* EXERCISE TEXT
----

NAD+, the current darling
NAD+ is the molecule everyone’s selling right now. It’s a real coenzyme involved in cellular energy metabolism, and there’s some genuinely interesting research happening on it in aging and neurodegeneration, mostly in animal models. The infusion clinics took that hum of legitimate science and ran with it.
A NAD+ infusion runs four to eight hundred dollars per session, sometimes more, sometimes a lot more. They take hours because if you push NAD+ in fast, it feels terrible. Patients describe pressure in the chest, abdominal cramping, anxiety, that kind of thing. So the drip runs slow and the clinic charges for the chair time.
The actual human data is thin. There are small trials in Parkinson’s, in alcohol use disorder, in cognitive aging, mostly with NAD precursors taken orally rather than infused. Some signal, nothing that would justify what’s being sold. The claims you see on wellness sites, about reversing aging, restoring mitochondrial function, treating addiction, are running about a decade ahead of the data. Maybe the data catches up. Maybe it doesn’t. Right now it’s not there.

----

* DATA EXCERPTS

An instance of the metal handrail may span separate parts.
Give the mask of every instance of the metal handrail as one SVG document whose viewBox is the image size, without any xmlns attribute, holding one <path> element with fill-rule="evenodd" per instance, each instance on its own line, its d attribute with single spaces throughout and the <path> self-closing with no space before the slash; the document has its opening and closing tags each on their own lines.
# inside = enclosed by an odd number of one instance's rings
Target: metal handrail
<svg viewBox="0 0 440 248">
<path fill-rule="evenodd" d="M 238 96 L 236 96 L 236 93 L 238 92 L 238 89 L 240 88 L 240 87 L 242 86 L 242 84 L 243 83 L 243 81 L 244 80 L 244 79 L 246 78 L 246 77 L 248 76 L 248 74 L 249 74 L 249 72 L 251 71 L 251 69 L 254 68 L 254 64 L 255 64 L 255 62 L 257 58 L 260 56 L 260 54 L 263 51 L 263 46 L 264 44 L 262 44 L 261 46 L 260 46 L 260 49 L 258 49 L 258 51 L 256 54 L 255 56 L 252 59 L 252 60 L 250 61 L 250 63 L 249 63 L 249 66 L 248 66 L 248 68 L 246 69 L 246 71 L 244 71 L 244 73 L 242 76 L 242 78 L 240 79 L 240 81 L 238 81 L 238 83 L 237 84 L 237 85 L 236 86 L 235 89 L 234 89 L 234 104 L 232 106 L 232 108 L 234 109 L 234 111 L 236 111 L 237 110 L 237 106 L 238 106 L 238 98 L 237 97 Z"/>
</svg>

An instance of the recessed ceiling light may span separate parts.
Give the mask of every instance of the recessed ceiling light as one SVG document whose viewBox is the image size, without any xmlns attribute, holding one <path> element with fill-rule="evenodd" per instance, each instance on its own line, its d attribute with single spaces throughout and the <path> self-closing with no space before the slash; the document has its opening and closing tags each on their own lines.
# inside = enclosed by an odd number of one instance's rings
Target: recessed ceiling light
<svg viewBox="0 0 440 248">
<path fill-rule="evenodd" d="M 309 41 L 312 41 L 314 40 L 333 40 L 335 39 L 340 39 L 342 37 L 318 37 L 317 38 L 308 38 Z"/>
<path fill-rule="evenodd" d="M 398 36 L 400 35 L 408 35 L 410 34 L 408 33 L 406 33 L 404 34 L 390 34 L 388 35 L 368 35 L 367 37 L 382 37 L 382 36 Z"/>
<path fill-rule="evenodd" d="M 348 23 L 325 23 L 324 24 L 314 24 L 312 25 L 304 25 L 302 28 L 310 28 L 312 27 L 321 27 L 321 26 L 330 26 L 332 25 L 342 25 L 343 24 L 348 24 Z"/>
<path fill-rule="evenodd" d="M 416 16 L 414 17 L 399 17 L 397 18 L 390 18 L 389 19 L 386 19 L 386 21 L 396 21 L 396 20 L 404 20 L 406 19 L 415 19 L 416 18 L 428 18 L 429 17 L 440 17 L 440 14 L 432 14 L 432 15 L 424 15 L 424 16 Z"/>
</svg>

----

* COMPLETE THE FOLLOWING
1. From the passage on NAD+ infusions, list the symptoms that patients describe when NAD+ is pushed in fast.
2. Summarize the passage on NAD+ infusions in two sentences.

* SOLVED TASKS
1.
- Pressure in the chest
- Abdominal cramping
- Anxiety

2. NAD+ is a real coenzyme involved in cellular energy metabolism with some interesting research behind it, mostly in animal models, and infusion clinics now sell slow, hours-long drips costing four to eight hundred dollars or more per session. The human data is thin, consisting of small trials mostly with oral NAD precursors, so wellness-site claims about reversing aging, restoring mitochondrial function, and treating addiction are running about a decade ahead of the data.